Fragmenten uit gegevens:
:::::

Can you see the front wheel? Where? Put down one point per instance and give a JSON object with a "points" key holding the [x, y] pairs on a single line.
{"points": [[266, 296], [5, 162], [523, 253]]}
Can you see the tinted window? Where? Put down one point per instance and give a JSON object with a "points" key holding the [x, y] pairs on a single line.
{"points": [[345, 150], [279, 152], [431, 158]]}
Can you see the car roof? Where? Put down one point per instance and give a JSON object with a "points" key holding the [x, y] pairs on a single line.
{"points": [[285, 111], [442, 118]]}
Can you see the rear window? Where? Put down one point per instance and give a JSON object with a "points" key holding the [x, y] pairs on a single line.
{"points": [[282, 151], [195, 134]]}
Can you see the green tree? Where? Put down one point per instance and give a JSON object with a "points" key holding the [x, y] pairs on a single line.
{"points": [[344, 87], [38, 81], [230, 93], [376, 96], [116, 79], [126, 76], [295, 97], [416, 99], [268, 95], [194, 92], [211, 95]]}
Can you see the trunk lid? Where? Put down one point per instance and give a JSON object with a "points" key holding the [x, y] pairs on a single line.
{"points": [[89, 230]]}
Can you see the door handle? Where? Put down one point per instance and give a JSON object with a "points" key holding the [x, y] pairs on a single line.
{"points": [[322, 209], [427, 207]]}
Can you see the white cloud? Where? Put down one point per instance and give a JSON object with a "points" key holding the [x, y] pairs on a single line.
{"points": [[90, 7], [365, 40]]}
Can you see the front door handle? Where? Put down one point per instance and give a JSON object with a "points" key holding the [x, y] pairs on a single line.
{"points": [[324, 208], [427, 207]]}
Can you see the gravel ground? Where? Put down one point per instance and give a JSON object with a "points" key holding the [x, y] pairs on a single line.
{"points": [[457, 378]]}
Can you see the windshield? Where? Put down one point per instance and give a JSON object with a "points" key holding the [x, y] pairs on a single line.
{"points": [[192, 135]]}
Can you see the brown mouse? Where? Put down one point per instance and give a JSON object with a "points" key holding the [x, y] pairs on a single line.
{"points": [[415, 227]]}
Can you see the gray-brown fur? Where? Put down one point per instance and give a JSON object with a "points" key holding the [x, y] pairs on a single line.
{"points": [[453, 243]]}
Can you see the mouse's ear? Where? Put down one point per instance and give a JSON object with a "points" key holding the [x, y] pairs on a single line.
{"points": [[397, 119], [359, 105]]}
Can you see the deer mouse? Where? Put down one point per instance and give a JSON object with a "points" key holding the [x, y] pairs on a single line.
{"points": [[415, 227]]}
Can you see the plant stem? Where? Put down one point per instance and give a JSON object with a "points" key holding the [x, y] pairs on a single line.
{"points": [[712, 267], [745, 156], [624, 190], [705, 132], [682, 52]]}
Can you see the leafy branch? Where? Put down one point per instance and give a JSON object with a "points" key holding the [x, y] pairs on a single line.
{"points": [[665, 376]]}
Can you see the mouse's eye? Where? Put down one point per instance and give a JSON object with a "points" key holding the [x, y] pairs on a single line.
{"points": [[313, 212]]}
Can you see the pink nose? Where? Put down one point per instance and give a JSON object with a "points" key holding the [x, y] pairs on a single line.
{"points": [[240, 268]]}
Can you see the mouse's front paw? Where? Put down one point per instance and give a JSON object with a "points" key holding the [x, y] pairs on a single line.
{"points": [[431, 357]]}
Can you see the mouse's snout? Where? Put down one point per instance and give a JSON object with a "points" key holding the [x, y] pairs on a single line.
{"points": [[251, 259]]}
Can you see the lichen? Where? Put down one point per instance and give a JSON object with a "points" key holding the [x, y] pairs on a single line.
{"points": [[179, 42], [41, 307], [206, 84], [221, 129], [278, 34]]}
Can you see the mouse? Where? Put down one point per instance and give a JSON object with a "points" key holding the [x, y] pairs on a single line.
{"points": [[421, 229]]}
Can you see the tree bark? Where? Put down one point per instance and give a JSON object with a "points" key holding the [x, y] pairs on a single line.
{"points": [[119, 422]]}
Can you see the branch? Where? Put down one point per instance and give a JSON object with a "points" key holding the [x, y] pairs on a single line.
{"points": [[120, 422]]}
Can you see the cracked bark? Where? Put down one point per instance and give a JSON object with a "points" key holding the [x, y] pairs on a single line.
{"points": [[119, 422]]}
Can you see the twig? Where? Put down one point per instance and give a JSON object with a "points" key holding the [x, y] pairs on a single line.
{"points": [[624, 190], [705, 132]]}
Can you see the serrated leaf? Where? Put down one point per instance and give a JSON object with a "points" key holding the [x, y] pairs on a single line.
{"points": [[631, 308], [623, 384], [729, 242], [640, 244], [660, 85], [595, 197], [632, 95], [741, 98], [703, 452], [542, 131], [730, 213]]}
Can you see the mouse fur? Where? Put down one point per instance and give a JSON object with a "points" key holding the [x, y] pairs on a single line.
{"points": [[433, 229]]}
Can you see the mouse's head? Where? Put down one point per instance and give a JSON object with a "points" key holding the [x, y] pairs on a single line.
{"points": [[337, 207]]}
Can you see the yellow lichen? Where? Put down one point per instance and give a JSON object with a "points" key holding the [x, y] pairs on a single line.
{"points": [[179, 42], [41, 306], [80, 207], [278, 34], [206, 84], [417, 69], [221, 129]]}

:::::

Zet alsjeblieft alle gegevens hierboven om in een JSON-lijst van strings, met één string per regel en zonder de lege regels.

[
  "Can you see the front wheel? Where? Put down one point per instance and give a JSON object with a \"points\" key holding the [x, y] pairs on a single line.",
  "{\"points\": [[266, 296], [5, 162], [523, 253]]}",
  "Can you see the tinted window? Where? Put down one point per instance and give a JSON object with a \"points\" key holding the [x, y] pairs on a single line.",
  "{\"points\": [[345, 150], [279, 152], [431, 158]]}",
  "Can you see the car roof? Where? Put down one point per instance and give a JSON object with a \"points\" key holding the [x, y] pairs on a single line.",
  "{\"points\": [[285, 111], [442, 118]]}",
  "Can you see the rear window? Where? Put down one point per instance and give a JSON object with a \"points\" key holding the [x, y] pairs on a single line.",
  "{\"points\": [[282, 151], [195, 134]]}",
  "Can you see the green tree? Where? Put down one point per instance and give a JSON object with a \"points\" key holding the [x, y] pairs on a single line.",
  "{\"points\": [[344, 87], [38, 81], [230, 93], [376, 96], [116, 79], [126, 76], [295, 97], [416, 99], [268, 95], [194, 92], [211, 95]]}",
  "Can you see the trunk lid? Where? Put down one point per instance and give a JSON object with a \"points\" key holding the [x, y] pairs on a single line.",
  "{\"points\": [[89, 230]]}",
  "Can you see the door handle? Where? Put down one point per instance and give a JSON object with a \"points\" key holding the [x, y] pairs on a single line.",
  "{\"points\": [[322, 209], [427, 207]]}",
  "Can you see the white cloud? Where? Put down one point per instance and give a JSON object with a \"points\" key holding the [x, y] pairs on a single line.",
  "{\"points\": [[90, 7], [365, 40]]}",
  "Can you see the front door handle? Where? Put down one point per instance and give a JSON object with a \"points\" key holding the [x, y] pairs on a single line.",
  "{\"points\": [[324, 208], [427, 207]]}",
  "Can you see the gravel ground? Where? Put down one point per instance and give a JSON object with a \"points\" key holding the [x, y] pairs on a single line.",
  "{\"points\": [[457, 378]]}",
  "Can you see the windshield? Where? Put down one point per instance and give a JSON object with a \"points\" key holding the [x, y] pairs on a single line.",
  "{\"points\": [[192, 135]]}",
  "Can you see the brown mouse? Where? Put down one point per instance and give a JSON object with a \"points\" key holding the [x, y] pairs on a single line.",
  "{\"points\": [[415, 227]]}",
  "Can you see the gray-brown fur? Where? Put down one point per instance and give a JSON object with a \"points\" key holding the [x, y] pairs on a single line.",
  "{\"points\": [[453, 243]]}",
  "Can you see the mouse's ear? Where? Put down one point per instance and give a JSON object with a \"points\" key holding the [x, y] pairs on a single line.",
  "{\"points\": [[397, 119], [359, 105]]}",
  "Can you see the deer mouse? Where? Put down one point per instance and give a JSON object with a \"points\" key holding the [x, y] pairs on a single line.",
  "{\"points\": [[415, 227]]}",
  "Can you see the plant stem? Where? Put down one point per instance and give a JSON object with a \"points\" key holding the [x, y] pairs on a single line.",
  "{\"points\": [[712, 267], [745, 156], [624, 190], [705, 132], [682, 52]]}",
  "Can you see the leafy branch? Where? Put down one point per instance and give a JSON object with a \"points\" key holding the [x, y] pairs on a single line.",
  "{\"points\": [[665, 376]]}",
  "Can you see the mouse's eye? Where? Put down one point per instance and give a JSON object with a \"points\" key holding the [x, y] pairs on a single line.",
  "{\"points\": [[313, 212]]}",
  "Can you see the pink nose? Where? Put down one point per instance and give a JSON object with a \"points\" key holding the [x, y] pairs on a single line.",
  "{\"points\": [[240, 268]]}",
  "Can you see the mouse's front paw? Where? Put down one point per instance and give a JSON object with a \"points\" key holding the [x, y] pairs on a single line.",
  "{\"points\": [[431, 357]]}",
  "Can you see the mouse's snout? Where? Put down one point per instance and give a JSON object with a \"points\" key holding the [x, y] pairs on a single line.",
  "{\"points\": [[251, 259]]}",
  "Can you see the lichen? Where? Put down one point per instance and give a JSON object with a \"points\" key holding the [x, y] pairs on a single line.",
  "{\"points\": [[179, 42], [41, 307], [206, 84], [221, 129], [278, 34]]}",
  "Can you see the mouse? Where? Put down one point per instance and give a JSON object with a \"points\" key holding the [x, y] pairs on a single line.",
  "{\"points\": [[421, 229]]}",
  "Can you see the tree bark? Where? Put down one point per instance and give a JSON object with a \"points\" key holding the [x, y] pairs on a single line.",
  "{\"points\": [[119, 422]]}",
  "Can you see the branch? Where? Put down one point per instance and give a JSON object with a \"points\" key holding the [x, y] pairs on a single line.",
  "{\"points\": [[120, 422]]}",
  "Can you see the cracked bark? Where? Put down one point per instance and give a JSON object with a \"points\" key holding the [x, y] pairs on a single line.",
  "{\"points\": [[119, 422]]}",
  "Can you see the twig? Where? Put down one point per instance and give a JSON object with a \"points\" key holding the [x, y] pairs on a single line.",
  "{\"points\": [[624, 190], [705, 132]]}",
  "Can you see the serrated leaf? Where? Put down one point per instance and give a JSON object with a \"points\" key holding the [x, y] pairs on a single line.",
  "{\"points\": [[631, 308], [623, 384], [729, 242], [640, 244], [660, 85], [595, 197], [632, 95], [741, 98], [703, 452], [542, 131], [730, 213]]}",
  "Can you see the mouse fur? Where? Put down one point per instance and give a JSON object with a \"points\" key holding the [x, y] pairs on a single line.",
  "{\"points\": [[433, 229]]}",
  "Can you see the mouse's head? Where? Put down one point per instance and give a JSON object with a \"points\" key holding the [x, y] pairs on a single line.",
  "{\"points\": [[337, 207]]}",
  "Can you see the yellow lichen? Where? Put down one point per instance and give a JSON object with a \"points\" key holding the [x, y] pairs on a single line.",
  "{\"points\": [[179, 42], [41, 306], [80, 207], [278, 34], [206, 84], [417, 69], [221, 129]]}"
]